1825 Combination Act

In 1799 and 1780 William Pitt, the Prime Minister, decided to take action against political agitation among industrial workers. With the help of William Wilberforce, the Combination Laws were passed making it illegal for workers to join together to press their employers for shorter hours or may pay. As a result trade unions were thus effectively made illegal. As A. L. Morton has pointed out: "These laws were the work of Pitt and of his sanctimonious friend Wilberforce whose well known sympathy for the negro slave never prevented him from being the foremost apologist and champion of every act of tyranny in England, from the employment of Oliver the Spy or the illegal detention of poor prisoners in Cold Bath Fields gaol to the Peterloo massacre and the suspension of habeas corpus." (1)

In the House of Commons, men such as Joseph Hume and Sir Francis Burdett led the fight against this legislation. The Combination Laws remained in force until they were revealled in 1824. This was followed by an outbreak of strikes and as a result the 1825 Combination Act was passed which again imposed limitations on the right to strike. (2)
========================================
## Task to carry out
Could you pick up the passage on the 1825 Combination Act after its last sentence and continue it? The entries come from a separate source and have no connection to the passage on the Combination Acts.
========================================
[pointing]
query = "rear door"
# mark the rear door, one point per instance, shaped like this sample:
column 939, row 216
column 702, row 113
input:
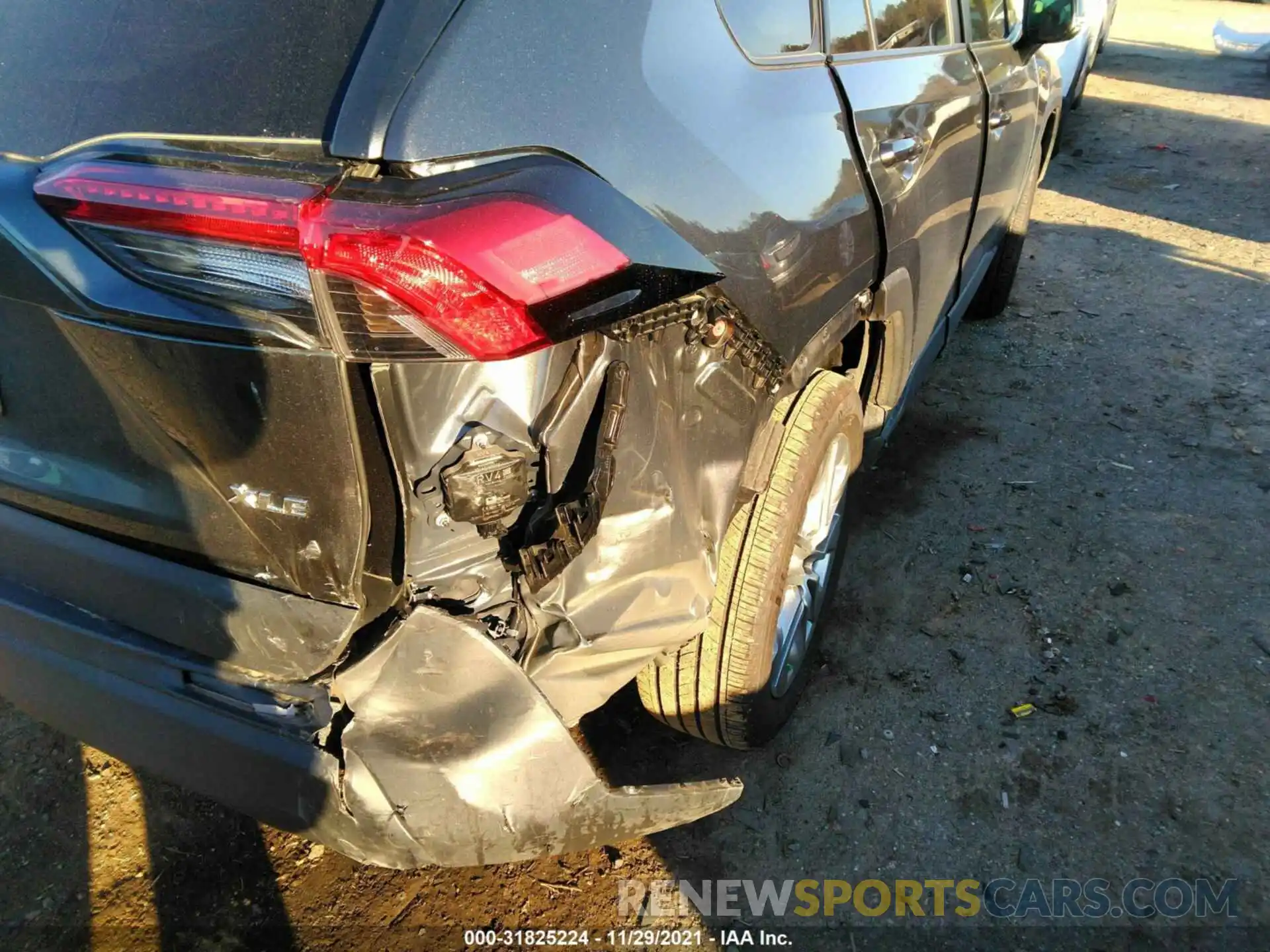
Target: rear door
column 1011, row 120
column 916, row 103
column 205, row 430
========================================
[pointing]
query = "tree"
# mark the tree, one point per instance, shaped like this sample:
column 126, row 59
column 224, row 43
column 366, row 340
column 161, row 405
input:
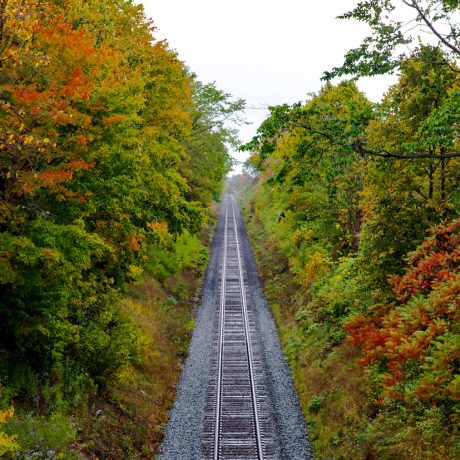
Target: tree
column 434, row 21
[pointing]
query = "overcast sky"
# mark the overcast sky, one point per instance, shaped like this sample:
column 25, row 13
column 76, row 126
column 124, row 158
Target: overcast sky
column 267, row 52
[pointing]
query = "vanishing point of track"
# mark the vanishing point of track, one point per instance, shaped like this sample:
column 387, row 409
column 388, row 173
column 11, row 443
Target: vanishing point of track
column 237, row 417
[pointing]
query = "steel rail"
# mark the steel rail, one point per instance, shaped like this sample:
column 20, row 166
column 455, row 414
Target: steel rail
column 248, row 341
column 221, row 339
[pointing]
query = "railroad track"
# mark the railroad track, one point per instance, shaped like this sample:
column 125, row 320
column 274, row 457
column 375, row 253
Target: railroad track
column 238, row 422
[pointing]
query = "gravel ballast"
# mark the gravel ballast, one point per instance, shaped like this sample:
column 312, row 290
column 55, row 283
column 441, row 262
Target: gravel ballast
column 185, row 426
========================================
## Task answer
The campaign against the Combination Acts was led by the trade union leader, Francis Place. "He pulled the Act to pieces; complained of it as an anomaly. It not only repealed the statute law, but forbade the operation of the common law, which had thus introduced a great public evil... The bill had been hurried through the House without discussion. He... predicted the most fatal consequences. Liberty, property, life itself was in danger, and Parliament must speedily interfere." (3)

Primary Sources

(1) E. P. Thompson, The Making of the English Working Class (1963)

Even in the darkest war years the democratic impulse can still be felt at work beneath the surface. It contributed an affirmation of rights, a glimpse of a plebeian millennium, which was never extinguished. The Combination Acts (1799-1800) served only to bring illegal Jacobin and trade union strands closer together. Even beneath the fever of the "invasion" years, new ideas and new forms of organization : continue to ferment. There is a radical alteration in the subpolitical political attitudes of the people to which the experiences of tens of thousands of unwilling soldiers contributed. By 1811 we can witness the simultaneous emergence of a new popular Radicalism and of a newly-militant trade unionism. In part, this was the product of new experiences, in part it was the inevitable response to the years of reaction.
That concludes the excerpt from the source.